__Assignment 1__:
Retype the part of the Nebraska bill passage that opens with the words containing "Legislative Bill 1103" and closes with "v. Wade period.)".
__Assignment 2__:
For each statement below, answer yes or no according to the Nebraska bill passage, and quote the words from it that decide the answer.
(a) Six states have laws requiring that a pregnant mother considering abortion be told the procedure could cause pain to the fetus.
(b) Medical opinion agrees on when a preborn baby begins to feel pain.
(c) The debate in the Nebraska Legislature has already turned on the comparison with cruelty to animals.
__Assignment 3__:
Which states does the Nebraska bill passage name as already having laws requiring that a pregnant mother considering abortion be told the procedure could cause pain to the fetus? List all of them.

__Reading text__:
Mary Balch, legislative director of the National Right to Life Committee, reports that if Nebraska passes this bill into law, it would be the first state in the union to do so. Six states — Arkansas, Oklahoma, Louisiana, Minnesota, Georgia, and Utah — do have laws requiring that a pregnant mother considering abortion be advised that the procedure could cause pain to the fetus.
Medical opinion is divided on the question of how much pain a preborn baby feels and when the baby begins to feel pain. There is no doubt that the more developed the fetus, the more pain he or she will feel. Although doctors have different opinions of how much pain fetuses feel in the womb, advances in medical technology now allow surgical procedures to be performed on very small fetuses and, when surgery is performed, anesthesia is administered to the preborn patient.
Legislative Bill 1103 provides exceptions to the ban when the abortion is deemed necessary to save the life of the mother or to prevent serious injury or disability to the mother. (The language seems intended to prevent the traditional “psychological harm” which historically has been used to permit abortions in the pre-Roe v. Wade period.)
The bill may also raise an issue about the nature of the fetus. Pro-life supporters generally believe that the fetus is an unborn child and, consequently, that an abortion is a form of homicide.
Does the preborn child (or, to proponents of abortion, the fetus or “viable fetal mass”) have rights at least equal to those of animals? Apparently not in the eyes of many abortion advocates. Laws against cruelty to animals have long had broad support, particularly when the animal is a higher life form that can feel pain. This support has typically included those partisans of abortion rights who are horrified at mistreatment of animals. Although the debate in the Nebraska Legislature has not yet turned on this point, when the underlying issue is the infliction of pain to living creatures, it is certainly possible that this sort of argument may be made.

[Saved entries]
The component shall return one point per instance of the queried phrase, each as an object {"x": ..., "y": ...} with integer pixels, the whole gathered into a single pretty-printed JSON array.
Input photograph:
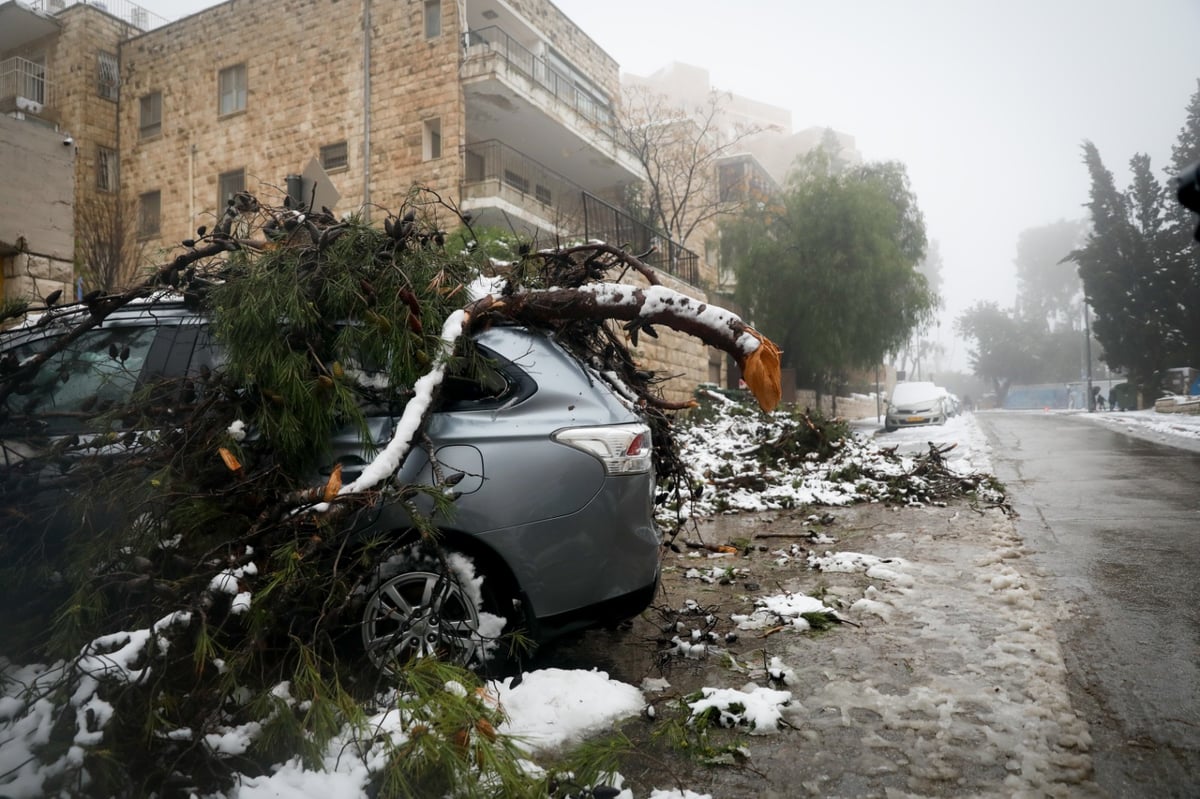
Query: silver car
[
  {"x": 551, "y": 527},
  {"x": 916, "y": 403}
]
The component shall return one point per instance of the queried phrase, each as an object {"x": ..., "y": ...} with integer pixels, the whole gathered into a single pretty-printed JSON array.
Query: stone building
[{"x": 505, "y": 108}]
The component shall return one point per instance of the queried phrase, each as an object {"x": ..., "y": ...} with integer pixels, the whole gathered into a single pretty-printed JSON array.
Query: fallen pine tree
[{"x": 149, "y": 640}]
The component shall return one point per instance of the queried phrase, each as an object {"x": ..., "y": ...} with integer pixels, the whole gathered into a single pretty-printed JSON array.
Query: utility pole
[{"x": 1087, "y": 355}]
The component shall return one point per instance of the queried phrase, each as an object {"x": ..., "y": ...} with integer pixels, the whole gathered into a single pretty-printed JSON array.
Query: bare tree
[
  {"x": 679, "y": 149},
  {"x": 107, "y": 245}
]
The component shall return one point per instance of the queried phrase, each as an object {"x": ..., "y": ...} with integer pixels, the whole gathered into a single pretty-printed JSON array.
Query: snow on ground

__Answer area 1__:
Legislative Bill 1103 provides exceptions to the ban when the abortion is deemed necessary to save the life of the mother or to prevent serious injury or disability to the mother. (The language seems intended to prevent the traditional “psychological harm” which historically has been used to permit abortions in the pre-Roe v. Wade period.)

__Answer area 2__:
(a) Yes: "Six states — Arkansas, Oklahoma, Louisiana, Minnesota, Georgia, and Utah — do have laws requiring that a pregnant mother considering abortion be advised that the procedure could cause pain to the fetus."
(b) No: "Medical opinion is divided on the question of how much pain a preborn baby feels and when the baby begins to feel pain."
(c) No: "Although the debate in the Nebraska Legislature has not yet turned on this point"

__Answer area 3__:
Arkansas
Oklahoma
Louisiana
Minnesota
Georgia
Utah